***** Supplied information
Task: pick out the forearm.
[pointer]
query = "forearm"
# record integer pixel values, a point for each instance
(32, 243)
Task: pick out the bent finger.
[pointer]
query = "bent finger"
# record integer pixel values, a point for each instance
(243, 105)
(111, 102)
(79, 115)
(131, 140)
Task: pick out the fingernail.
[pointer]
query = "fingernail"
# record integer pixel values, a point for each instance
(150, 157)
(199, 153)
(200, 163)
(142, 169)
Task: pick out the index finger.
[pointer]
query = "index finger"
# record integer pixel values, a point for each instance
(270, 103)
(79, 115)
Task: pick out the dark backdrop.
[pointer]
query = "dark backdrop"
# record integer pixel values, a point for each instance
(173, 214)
**********
Repeat each record exactly, leaving nothing out.

Task: pick out the forearm.
[pointer]
query = "forearm"
# record integer pixel values, a point for each instance
(32, 243)
Task: pick out the bent finger.
[pointer]
query = "bent finger"
# record integer pixel values, a point for each instance
(243, 105)
(111, 102)
(79, 115)
(131, 140)
Task: pick out the fingernail.
[pointer]
query = "fingernail"
# record integer pixel values, a point for each instance
(150, 157)
(199, 153)
(200, 163)
(142, 169)
Task: pick out the index finger.
[pointer]
query = "index finger"
# record integer pixel values, a point for each instance
(270, 103)
(79, 115)
Task: pick out the dark backdrop.
[pointer]
query = "dark backdrop"
# record integer pixel values, a point for each instance
(173, 214)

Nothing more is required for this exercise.